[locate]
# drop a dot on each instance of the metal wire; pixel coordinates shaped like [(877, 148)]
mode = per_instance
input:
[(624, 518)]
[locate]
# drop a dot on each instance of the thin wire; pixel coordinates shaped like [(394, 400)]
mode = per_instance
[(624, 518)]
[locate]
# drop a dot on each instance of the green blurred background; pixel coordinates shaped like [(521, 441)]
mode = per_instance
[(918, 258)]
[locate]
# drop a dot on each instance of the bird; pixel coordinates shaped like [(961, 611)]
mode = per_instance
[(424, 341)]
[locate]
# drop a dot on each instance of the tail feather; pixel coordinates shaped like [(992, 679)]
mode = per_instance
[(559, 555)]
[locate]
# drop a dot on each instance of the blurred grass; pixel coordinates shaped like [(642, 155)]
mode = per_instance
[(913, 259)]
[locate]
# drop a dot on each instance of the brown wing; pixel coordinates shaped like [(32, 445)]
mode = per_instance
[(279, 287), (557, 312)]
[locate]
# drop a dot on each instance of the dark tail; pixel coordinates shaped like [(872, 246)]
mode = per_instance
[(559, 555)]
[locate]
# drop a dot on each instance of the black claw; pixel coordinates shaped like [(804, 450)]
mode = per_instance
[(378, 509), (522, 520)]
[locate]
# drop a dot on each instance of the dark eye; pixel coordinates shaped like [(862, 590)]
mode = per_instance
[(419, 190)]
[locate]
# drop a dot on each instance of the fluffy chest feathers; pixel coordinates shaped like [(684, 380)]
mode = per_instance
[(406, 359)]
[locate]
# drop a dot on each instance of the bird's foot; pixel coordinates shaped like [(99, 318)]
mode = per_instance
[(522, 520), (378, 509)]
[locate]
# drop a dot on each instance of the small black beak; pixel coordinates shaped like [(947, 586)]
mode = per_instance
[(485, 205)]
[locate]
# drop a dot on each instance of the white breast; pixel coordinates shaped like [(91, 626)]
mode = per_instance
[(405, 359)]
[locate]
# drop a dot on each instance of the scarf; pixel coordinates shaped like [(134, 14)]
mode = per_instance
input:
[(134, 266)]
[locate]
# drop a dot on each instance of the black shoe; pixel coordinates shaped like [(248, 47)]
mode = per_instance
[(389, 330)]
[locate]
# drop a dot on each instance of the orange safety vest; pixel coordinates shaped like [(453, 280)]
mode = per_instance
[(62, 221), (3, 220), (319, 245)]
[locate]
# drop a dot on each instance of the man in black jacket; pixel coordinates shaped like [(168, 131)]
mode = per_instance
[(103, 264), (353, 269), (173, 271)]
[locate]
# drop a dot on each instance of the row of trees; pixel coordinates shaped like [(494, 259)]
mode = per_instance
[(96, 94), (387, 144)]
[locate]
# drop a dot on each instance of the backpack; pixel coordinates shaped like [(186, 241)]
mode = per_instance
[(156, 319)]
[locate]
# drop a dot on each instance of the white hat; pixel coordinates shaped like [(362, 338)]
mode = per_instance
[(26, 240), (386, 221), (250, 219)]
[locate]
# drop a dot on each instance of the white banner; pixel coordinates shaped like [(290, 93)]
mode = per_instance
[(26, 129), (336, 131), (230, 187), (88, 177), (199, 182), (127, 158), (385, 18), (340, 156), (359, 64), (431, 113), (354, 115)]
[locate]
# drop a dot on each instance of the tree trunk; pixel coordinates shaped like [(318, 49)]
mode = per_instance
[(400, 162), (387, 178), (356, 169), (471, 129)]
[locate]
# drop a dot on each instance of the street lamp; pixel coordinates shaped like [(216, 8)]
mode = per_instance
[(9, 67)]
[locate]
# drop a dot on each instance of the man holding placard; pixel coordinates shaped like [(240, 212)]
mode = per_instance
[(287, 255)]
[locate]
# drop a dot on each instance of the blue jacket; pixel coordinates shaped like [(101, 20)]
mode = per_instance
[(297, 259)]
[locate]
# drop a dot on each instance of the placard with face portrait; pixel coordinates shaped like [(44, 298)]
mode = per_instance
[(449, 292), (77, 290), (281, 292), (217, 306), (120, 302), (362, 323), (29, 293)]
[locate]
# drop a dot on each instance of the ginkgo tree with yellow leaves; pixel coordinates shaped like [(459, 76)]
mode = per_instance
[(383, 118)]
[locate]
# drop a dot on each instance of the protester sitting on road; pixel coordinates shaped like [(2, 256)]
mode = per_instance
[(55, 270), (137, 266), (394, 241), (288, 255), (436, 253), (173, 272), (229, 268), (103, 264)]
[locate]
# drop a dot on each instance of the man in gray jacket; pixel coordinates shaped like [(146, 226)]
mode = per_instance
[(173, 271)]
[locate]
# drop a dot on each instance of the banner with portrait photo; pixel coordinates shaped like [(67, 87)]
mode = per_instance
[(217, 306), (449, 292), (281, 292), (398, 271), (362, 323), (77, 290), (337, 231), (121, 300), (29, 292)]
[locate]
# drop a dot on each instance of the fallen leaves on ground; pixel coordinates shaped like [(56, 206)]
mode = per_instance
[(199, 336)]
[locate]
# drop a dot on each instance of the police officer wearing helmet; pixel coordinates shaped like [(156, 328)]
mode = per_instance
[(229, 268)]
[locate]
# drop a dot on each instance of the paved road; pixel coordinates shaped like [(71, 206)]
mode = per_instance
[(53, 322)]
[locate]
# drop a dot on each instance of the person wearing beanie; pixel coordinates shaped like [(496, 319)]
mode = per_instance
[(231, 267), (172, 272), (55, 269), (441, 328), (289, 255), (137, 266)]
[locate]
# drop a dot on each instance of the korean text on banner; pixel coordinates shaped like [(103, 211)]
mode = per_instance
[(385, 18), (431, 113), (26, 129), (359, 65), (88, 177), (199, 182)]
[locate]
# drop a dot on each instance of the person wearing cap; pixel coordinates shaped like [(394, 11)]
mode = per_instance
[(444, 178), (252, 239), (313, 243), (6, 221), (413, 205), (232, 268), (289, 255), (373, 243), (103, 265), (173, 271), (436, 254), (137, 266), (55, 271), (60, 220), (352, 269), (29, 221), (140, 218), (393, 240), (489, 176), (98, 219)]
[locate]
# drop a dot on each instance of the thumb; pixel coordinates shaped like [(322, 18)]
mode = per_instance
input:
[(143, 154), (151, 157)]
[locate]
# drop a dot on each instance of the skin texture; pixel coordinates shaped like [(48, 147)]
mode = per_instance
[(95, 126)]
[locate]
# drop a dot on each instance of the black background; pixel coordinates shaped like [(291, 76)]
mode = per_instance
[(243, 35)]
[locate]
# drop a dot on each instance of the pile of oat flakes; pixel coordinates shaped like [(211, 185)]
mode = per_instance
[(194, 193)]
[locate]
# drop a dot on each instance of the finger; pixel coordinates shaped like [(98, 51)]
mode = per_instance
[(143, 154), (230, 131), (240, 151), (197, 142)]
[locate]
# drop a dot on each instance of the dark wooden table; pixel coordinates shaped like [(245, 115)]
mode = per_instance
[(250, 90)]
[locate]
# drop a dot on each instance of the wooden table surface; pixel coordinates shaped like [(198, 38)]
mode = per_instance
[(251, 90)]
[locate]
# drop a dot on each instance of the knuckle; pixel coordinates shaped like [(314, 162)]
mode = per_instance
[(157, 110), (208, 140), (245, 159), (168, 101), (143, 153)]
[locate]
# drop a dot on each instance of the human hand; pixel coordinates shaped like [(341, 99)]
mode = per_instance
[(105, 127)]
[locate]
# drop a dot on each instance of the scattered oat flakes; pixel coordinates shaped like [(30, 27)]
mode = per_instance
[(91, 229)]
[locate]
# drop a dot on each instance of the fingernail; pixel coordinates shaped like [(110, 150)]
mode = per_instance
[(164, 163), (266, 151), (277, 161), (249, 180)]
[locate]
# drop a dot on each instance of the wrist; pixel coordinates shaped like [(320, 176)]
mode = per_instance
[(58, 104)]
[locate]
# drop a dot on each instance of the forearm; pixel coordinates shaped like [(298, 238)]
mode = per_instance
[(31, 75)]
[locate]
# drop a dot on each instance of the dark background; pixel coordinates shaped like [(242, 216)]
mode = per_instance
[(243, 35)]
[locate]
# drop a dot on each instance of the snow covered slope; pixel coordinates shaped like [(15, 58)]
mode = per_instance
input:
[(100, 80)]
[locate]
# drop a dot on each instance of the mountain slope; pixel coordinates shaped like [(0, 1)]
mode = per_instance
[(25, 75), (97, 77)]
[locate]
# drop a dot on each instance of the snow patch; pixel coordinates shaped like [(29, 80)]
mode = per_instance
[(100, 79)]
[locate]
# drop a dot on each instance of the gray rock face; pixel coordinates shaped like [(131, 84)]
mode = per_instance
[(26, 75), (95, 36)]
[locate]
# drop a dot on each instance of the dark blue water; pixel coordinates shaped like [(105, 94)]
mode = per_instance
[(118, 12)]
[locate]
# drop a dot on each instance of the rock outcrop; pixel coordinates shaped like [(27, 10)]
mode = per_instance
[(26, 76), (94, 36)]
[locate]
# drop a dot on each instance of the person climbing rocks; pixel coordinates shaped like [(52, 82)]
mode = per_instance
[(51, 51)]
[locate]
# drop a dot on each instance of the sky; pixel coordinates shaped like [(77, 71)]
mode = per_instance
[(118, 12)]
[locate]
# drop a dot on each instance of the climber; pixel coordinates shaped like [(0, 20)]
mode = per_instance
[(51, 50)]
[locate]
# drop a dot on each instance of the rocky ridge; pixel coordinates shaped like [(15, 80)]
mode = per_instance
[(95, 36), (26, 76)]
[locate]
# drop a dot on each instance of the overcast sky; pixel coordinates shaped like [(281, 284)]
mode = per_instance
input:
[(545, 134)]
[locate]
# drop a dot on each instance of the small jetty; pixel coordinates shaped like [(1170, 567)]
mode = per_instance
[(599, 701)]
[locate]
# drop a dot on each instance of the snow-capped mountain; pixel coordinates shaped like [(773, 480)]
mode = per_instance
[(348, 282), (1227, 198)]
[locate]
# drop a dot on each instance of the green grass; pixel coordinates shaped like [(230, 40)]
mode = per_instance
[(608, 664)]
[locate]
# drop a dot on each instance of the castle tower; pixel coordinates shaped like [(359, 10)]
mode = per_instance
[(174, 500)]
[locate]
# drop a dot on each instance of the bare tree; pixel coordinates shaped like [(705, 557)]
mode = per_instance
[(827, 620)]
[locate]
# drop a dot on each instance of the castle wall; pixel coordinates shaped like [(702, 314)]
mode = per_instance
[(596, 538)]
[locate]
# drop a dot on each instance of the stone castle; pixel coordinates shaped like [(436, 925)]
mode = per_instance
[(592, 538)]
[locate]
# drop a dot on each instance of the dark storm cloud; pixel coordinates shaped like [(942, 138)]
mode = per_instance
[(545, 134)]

— Task statement —
From the records above, extract exactly and only the lines that begin at the line with "# drop a dot on each instance of the overcast" and stop after the line with "# drop a dot on each instance of the snow-capped".

— Expected answer —
# drop a dot on each instance of the overcast sky; pixel coordinates shaped like [(281, 284)]
mode = per_instance
input:
[(545, 134)]
[locate]
# drop a dot on each instance of the small jetty; pixel coordinates shaped like [(1170, 567)]
mode = per_instance
[(599, 701)]
[locate]
# drop a dot on each instance of the snow-capped mountain; pixel coordinates shaped like [(773, 480)]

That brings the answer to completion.